* **EXTRACT**

>> BEGIN

The final step is t’shuvah. This one is really hard. T’shuvah is not just the reaching out, it is more than the apology, even when it is fully accepted. T’shuvah is only complete when it’s been tested. Sometimes by the end of Yom Kippur, when I dip into that kugel at the break fast, I feel changed, and I feel as though I have earned it. Sometimes I only hope that I’ve earned the kugel, and sometimes I know for sure that I’m taking something I have no right to.

Overall, I believe the most important step I take each year is that first one, where I acknowledge my responsibility. If after all my justifications and excuses I can really see that sometimes I was the fire, and sometimes I was the angel, and more often than I like I was the knife, then the work that has to happen next will reveal itself. The work is hard, but it cannot begin until an account has been taken. I pray each year that I have the strength and the courage to at least do that part well.

Opening Statement
Rabbi Ellen Weinberg Dreyfus

The story is told of a student who came to the head of his yeshivah to ask permission to leave the yeshivah and go home early. “I am leading services this year,” he explained, “and so I need to go back home and look over the Machzor (High Holy Day prayer book).” “The Machzor has not changed since last year,” said his teacher, “but you have. Better go home and look over yourself.”

Elul is a month of preparation, a time of considering what has changed in our world and in ourselves since last year. The prayers are the same, but we have changed and so we read them differently. Each year we are given the gift of reflection. We have the opportunity to look our souls in the mirror and determine whether we like what we see. Have we grown in our own esteem? Has our behavior been a source of pride or of shame? Did we use words to harm or to heal? Have we brought honor to ourselves, our families and our people?

In traditional synagogues, the shofar is sounded each morning during the month of Elul as a wake-up call, an alarm clock telling us that we need to begin the process of heshbon hanefesh— self-examination, a basic ingredient of our observance of the Days of Awe. While most Reform Jews do not hear the shofar until Selichot services or the day of Rosh Hashanah, we can imagine the sound and our primal associations with it. It calls us to cease our spiritual laziness, to pay attention to what is most important, to leave aside the trivial and focus on the essential.

The letters of the word Elul can be an acronym for the phrase from the biblical Book, Song of Songs: Ani l’dodi v’dodi li—I am my beloved’s and my beloved is mine. Our Rabbis taught that the beautiful poetry of Song of Songs expresses the love between God and Israel. It is fitting, then, that Elul can be the time for us to find our way back to our estranged Lover, Adonai. Our relationship with God needs attention, just like any other relationship. As we prepare for both the majesty of the High Holy Day liturgy and the intimacy of the process of true repentance, we need to get reacquainted with our divine partner.

The basic steps that we can take to prepare ourselves for the High Holy Days are both simple and complex. We need to reflect on the year gone by and how we have changed. We can hear the shofar in our heads to rouse ourselves to begin the process of soul-searching and self-examination. We can focus on renewing our relationship with God, Who turns to us in love. Each of us will do these things in our own way. Some will read the meditations in the front of Gates of Repentance, or the book Preparing Your Heart for the High Holy Days by Rabbis Kerry Olitzky and Rachel Sabath, or various online sites like www.jewelsofelul.com. Some may want to take time alone, just to think and meditate and pray, away from everything and everyone. Some may find their spiritual preparation in the physical acts of cooking and baking and cleaning for family and guests.

>> END

* **TASK BRIEF**
Please restate the passage on preparing for the High Holy Days between "Elul is a month" and "and our people?", inclusive, changing "mirror" to "glass".

* **EXTRACTED ENTRIES**
>> BEGIN

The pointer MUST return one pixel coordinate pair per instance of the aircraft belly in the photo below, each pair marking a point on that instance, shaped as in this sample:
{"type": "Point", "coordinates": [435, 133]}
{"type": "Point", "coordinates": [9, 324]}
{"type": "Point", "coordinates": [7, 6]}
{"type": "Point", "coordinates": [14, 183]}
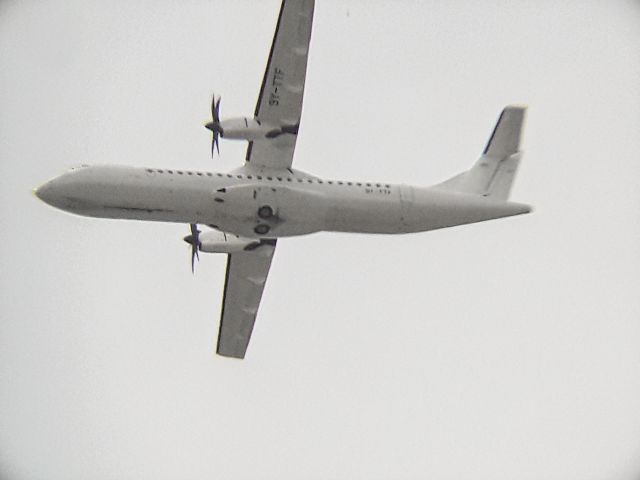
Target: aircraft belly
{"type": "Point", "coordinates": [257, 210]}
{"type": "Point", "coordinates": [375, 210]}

>> END
>> BEGIN

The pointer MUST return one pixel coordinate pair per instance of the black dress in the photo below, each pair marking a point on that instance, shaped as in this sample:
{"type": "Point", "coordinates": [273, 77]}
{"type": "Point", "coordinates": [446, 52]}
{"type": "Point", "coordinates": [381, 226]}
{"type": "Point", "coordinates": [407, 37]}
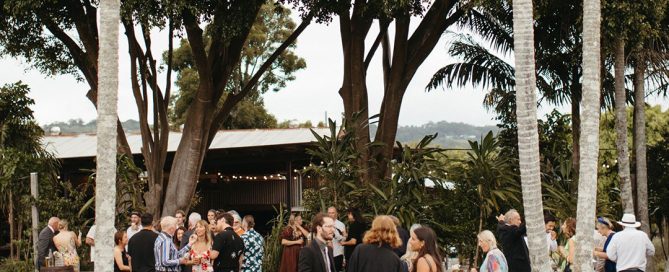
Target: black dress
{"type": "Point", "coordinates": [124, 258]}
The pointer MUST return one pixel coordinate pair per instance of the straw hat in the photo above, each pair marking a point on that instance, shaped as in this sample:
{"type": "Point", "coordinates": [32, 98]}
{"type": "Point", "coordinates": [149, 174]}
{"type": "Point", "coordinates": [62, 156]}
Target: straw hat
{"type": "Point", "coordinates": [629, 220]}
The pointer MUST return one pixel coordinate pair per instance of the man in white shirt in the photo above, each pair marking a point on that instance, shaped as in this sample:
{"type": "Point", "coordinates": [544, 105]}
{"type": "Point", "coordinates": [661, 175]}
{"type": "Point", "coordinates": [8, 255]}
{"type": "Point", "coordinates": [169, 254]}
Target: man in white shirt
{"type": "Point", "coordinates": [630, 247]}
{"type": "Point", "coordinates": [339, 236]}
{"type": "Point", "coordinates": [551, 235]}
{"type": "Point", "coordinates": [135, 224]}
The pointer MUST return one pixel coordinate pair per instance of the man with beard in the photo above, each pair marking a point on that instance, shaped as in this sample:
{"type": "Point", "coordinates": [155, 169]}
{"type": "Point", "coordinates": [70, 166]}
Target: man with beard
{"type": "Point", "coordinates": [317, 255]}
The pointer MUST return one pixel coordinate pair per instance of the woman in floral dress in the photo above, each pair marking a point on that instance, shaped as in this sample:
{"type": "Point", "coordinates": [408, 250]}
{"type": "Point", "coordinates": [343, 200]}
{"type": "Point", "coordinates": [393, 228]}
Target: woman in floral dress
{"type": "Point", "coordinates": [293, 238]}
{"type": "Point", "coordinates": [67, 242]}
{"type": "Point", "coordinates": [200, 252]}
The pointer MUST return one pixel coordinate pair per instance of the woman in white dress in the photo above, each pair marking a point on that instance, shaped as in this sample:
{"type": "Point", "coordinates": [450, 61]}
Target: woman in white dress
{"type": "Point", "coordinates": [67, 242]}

>> END

* **THE OUTPUT**
Elul is a month of preparation, a time of considering what has changed in our world and in ourselves since last year. The prayers are the same, but we have changed and so we read them differently. Each year we are given the gift of reflection. We have the opportunity to look our souls in the glass and determine whether we like what we see. Have we grown in our own esteem? Has our behavior been a source of pride or of shame? Did we use words to harm or to heal? Have we brought honor to ourselves, our families and our people?